Wednesday, July 17, 2013

Reenactors: Educators or Entertainers?

Federal reenactors march into the melee at the 2008 Gettysburg Reenactment.
In the past weeks, many historians and columnists have added their say to the ongoing discussions regarding the pros and cons of historical, especially Civil War, battle reenactments.  Indeed, the proponents on both ends of the argument offer compelling points.

To preface some of my own thoughts on the issue, allow me to first share a story from the Pickett's Charge Commemorative March on July 3.  As the 40,000 participants of that afternoon gathered at the Union lines, a somber moment of contemplation was to take place as echo taps stretched down Cemetery Ridge.  I snapped to attention with a salute as the buglers emerged from the masses to trumpet their fitting tributes.  From the position I stood at, the moment was temporarily ruined by a small handful of Confederate reenactors who childishly insisted on storming the stonewall despite the pleas of park rangers who urged they stop.  Having none of it, the half-dozen or so men pushed through the crowd to the disgust and disappointment of all those in the immediate vicinity.  With this unfortunate incident being much smaller than the infamous "rogue reenactment" in the park in 1988, the event was nevertheless stupendous.  Tears streamed down the cheeks of many a visitor as taps played.  As the photo below suggests, many simply stood there to soak in the view surrounding them.

Visitors ponder at the Bloody Angle after the "rogue reenactor" charge of July 3.
The isolated reenactor incident at the stonewall, however, I feel correlates with the ongoing controversies and debates regarding the reenacting hobby.  Civil War Institute director Peter Carmichael was recently quoted in a Wall Street Journal article, which stated: he "calls re-enactments an 'unfortunate distraction' from a deeper understanding of the Civil War, including the motivations of those who fought and its legacy. He said he favored living history encampments, where people can hold a musket or eat hardtack, giving them a tangible experience of the past. But people can learn the most from National Park Service historians who rove the battlefield, he said: 'All you need to do is stay in the National Park and you'll come away with a very deep understanding of what happened here.'"  There is a strong degree of truth in these words.  Typically, more people pay to attend the Gettysburg battle reenactment than who go on free ranger programs on the actual field.  In some ways, I can see how many consider this a distraction.

As both a professional historian and a reenactor/living historian, I am all too aware of the decades-old tensions between academia and mainstream history.   The matter comes down to the question: who can and should speak for history?  At what point can professional historians let go of the reins of truth without compromising historical integrity?  How can they do so without reinforcing the negative "ivory tower" notion in that process?  There are no clear-cut answers to these trying questions.

● **Data segment**:
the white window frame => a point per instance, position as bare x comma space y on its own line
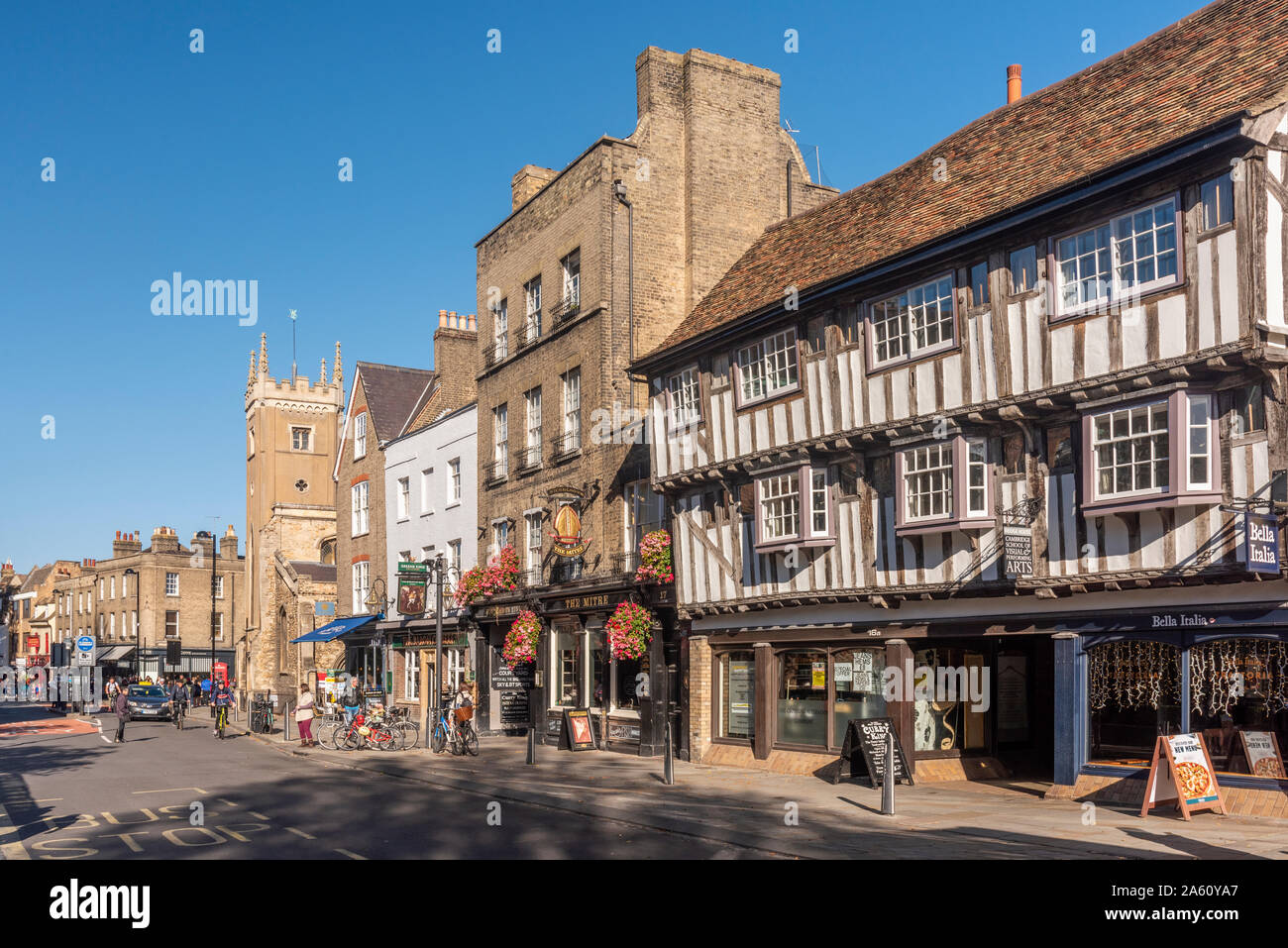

● **Exercise objective**: Print the part of the reenactor article from "As both a professional" up to and including "these trying questions.", word for word. The data has no connection to the text on Civil War reenactors.

● **Result of the exercise**:
As both a professional historian and a reenactor/living historian, I am all too aware of the decades-old tensions between academia and mainstream history.   The matter comes down to the question: who can and should speak for history?  At what point can professional historians let go of the reins of truth without compromising historical integrity?  How can they do so without reinforcing the negative "ivory tower" notion in that process?  There are no clear-cut answers to these trying questions.